## Given request:
Quote verbatim the stretch of the records below from the line containing "Annotate each instance of the grey" through the line containing "x=672 y=401", including both of those lines and nothing more.

## Supplied records:
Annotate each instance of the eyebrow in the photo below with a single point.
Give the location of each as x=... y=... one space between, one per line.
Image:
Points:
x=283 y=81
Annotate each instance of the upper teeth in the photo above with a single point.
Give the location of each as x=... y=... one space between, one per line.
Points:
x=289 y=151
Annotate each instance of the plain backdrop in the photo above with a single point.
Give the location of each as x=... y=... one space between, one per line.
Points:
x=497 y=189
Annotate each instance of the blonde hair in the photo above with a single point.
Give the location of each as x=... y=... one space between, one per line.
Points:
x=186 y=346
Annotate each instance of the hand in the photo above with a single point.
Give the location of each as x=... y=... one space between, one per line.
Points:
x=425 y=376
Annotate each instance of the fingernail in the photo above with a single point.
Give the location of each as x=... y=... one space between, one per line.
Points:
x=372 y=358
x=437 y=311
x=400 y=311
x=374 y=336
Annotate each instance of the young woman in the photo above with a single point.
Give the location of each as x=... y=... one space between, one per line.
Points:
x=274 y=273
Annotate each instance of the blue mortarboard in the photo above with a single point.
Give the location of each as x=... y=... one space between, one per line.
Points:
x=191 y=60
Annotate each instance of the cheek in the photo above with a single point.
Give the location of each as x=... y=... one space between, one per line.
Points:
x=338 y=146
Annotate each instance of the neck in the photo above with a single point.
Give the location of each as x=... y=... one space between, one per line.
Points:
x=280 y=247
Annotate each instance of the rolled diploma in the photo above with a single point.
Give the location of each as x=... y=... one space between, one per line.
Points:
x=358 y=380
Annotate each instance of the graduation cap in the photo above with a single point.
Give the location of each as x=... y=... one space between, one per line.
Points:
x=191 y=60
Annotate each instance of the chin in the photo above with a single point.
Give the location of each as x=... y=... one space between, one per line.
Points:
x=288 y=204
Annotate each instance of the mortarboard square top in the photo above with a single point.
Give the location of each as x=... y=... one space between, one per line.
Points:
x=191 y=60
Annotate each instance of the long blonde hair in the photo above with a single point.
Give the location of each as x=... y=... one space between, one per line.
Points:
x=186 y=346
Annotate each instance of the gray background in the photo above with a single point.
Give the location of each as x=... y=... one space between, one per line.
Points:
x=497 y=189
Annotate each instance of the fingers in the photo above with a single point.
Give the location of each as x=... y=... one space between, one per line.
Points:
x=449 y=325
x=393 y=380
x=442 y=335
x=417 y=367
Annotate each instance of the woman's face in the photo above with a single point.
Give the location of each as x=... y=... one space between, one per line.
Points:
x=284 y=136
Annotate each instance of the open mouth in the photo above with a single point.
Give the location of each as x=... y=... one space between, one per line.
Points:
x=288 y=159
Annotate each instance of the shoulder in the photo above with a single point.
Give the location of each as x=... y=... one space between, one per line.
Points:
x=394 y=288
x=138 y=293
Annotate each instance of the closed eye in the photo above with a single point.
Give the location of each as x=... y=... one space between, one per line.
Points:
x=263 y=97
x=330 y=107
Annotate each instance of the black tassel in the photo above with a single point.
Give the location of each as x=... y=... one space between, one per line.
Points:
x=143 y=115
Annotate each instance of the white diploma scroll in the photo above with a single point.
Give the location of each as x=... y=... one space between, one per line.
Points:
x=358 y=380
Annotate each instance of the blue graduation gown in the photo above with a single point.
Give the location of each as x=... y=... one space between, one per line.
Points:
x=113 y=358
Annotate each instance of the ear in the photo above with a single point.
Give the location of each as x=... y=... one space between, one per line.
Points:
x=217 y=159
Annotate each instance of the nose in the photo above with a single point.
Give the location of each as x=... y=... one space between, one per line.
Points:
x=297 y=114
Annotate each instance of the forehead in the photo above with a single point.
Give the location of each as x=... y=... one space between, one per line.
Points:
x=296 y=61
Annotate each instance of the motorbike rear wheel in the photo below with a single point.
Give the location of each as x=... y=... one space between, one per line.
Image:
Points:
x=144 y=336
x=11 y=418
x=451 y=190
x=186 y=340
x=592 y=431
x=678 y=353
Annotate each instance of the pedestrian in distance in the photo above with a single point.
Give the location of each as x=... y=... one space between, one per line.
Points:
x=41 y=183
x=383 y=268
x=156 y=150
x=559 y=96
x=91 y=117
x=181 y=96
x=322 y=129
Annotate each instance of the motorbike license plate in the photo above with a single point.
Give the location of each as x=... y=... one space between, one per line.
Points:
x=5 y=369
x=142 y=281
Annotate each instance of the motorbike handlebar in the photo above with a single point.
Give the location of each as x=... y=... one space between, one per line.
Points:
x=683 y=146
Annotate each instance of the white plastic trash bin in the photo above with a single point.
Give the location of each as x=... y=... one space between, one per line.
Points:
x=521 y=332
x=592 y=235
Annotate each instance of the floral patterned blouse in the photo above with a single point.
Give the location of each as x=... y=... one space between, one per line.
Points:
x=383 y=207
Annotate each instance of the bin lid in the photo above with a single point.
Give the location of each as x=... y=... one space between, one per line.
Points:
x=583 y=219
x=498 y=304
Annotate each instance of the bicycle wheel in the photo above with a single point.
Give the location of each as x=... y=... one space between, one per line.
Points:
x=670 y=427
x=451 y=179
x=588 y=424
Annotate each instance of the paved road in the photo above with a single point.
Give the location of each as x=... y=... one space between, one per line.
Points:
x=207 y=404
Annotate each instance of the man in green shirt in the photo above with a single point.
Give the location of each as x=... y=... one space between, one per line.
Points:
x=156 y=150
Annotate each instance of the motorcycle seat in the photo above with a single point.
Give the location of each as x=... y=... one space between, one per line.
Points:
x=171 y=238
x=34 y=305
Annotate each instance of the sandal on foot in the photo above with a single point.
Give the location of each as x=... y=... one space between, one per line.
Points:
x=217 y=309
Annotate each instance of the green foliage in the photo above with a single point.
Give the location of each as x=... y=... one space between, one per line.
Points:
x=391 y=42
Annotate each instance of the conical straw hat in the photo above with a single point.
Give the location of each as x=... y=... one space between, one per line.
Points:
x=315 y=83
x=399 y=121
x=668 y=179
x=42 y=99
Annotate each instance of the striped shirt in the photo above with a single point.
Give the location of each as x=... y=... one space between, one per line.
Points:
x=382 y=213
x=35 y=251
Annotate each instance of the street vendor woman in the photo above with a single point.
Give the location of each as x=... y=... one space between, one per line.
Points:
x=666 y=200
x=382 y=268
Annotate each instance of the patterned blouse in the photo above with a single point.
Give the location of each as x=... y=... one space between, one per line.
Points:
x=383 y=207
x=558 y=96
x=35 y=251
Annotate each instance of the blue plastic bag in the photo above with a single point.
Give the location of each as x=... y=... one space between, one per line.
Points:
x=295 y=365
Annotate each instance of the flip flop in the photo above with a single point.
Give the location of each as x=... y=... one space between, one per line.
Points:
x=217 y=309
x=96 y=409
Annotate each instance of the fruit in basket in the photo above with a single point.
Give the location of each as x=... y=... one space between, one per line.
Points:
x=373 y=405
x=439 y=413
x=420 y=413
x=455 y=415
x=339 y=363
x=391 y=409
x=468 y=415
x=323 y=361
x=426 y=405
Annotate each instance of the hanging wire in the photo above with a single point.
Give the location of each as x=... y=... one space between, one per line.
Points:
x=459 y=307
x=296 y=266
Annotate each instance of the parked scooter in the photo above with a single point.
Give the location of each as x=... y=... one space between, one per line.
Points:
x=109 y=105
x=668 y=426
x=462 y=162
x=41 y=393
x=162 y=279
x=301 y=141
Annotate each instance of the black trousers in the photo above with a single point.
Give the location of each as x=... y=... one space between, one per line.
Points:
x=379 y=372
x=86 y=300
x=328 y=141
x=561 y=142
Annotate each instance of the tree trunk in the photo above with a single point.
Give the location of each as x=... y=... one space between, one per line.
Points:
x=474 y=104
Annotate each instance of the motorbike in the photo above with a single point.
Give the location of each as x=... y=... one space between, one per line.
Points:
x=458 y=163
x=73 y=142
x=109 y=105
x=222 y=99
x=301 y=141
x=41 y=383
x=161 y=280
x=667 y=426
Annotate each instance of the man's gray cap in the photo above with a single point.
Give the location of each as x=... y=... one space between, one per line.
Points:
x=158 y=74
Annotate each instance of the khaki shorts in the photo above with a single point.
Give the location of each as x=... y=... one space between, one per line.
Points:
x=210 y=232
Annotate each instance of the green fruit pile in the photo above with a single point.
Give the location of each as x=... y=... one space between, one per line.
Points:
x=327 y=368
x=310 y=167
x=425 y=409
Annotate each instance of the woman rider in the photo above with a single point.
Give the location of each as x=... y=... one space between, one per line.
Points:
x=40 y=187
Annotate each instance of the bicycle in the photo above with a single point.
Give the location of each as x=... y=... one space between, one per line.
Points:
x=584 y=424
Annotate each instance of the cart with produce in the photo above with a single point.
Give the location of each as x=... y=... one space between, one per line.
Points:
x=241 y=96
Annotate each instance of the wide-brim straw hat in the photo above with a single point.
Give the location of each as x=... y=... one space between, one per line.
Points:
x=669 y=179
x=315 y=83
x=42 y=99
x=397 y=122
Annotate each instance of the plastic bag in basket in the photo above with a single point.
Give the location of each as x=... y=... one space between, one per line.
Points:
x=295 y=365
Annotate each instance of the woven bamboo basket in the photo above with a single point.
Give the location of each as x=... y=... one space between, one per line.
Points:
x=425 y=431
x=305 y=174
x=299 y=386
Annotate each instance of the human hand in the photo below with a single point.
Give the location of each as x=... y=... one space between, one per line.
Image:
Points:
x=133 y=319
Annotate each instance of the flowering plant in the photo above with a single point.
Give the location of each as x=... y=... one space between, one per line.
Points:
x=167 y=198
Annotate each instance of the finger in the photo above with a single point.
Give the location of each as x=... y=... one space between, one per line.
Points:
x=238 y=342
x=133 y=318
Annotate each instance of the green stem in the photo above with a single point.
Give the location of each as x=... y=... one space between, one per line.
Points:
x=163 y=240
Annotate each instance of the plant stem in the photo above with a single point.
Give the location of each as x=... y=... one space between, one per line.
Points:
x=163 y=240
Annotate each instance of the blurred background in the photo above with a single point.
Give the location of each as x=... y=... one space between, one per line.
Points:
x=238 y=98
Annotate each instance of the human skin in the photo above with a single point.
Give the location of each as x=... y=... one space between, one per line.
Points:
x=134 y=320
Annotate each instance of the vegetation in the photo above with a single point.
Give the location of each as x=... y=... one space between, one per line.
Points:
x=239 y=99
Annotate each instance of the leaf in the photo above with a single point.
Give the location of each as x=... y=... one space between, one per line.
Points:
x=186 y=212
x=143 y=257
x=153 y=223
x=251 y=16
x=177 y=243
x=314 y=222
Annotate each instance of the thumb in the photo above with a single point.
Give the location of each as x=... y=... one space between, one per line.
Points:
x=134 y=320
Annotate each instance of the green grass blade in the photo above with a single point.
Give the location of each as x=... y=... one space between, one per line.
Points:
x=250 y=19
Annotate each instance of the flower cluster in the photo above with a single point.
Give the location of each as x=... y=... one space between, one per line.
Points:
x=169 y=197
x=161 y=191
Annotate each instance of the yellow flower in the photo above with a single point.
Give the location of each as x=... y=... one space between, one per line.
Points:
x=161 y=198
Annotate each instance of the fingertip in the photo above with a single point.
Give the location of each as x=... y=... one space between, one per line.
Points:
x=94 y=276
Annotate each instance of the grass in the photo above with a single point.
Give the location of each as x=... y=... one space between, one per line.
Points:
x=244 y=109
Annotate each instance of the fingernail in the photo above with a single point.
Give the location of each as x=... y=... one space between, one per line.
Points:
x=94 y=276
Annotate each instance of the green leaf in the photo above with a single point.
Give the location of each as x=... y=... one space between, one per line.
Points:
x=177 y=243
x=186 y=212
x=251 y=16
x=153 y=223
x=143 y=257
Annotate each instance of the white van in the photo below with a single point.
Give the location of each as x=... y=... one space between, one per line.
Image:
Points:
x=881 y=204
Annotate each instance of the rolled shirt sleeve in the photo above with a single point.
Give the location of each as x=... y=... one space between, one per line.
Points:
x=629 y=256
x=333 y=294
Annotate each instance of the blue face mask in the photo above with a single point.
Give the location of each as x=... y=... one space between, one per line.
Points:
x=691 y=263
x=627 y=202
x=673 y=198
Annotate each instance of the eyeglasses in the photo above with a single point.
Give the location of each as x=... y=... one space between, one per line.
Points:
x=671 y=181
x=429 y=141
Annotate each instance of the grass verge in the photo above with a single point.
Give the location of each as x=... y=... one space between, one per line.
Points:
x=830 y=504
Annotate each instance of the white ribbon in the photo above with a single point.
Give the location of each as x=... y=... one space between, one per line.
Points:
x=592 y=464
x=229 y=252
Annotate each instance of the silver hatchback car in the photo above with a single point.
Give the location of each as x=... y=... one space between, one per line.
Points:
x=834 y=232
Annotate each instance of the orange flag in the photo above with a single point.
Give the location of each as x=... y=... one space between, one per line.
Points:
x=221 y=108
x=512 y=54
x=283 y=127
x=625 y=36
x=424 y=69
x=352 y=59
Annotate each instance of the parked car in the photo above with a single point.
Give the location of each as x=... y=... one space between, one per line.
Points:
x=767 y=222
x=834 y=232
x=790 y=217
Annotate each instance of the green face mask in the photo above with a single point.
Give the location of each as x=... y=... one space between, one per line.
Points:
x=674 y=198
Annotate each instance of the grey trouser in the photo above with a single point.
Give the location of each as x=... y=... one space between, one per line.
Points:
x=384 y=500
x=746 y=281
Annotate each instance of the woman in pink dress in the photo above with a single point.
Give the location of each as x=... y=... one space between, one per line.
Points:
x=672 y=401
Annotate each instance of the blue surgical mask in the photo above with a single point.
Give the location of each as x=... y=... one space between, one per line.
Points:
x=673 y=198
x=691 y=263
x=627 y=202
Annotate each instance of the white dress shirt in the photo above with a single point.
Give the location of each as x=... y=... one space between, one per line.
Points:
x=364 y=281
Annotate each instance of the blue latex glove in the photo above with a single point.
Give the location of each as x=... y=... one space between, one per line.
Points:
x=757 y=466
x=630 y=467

## Correct answer:
Annotate each instance of the grey trouser in the photo above with a single point.
Give the location of each as x=... y=... one space between, one per line.
Points:
x=384 y=500
x=746 y=281
Annotate each instance of the woman in pink dress in the photo above with a single point.
Give the location of each as x=... y=... one space between, one per line.
Points:
x=672 y=401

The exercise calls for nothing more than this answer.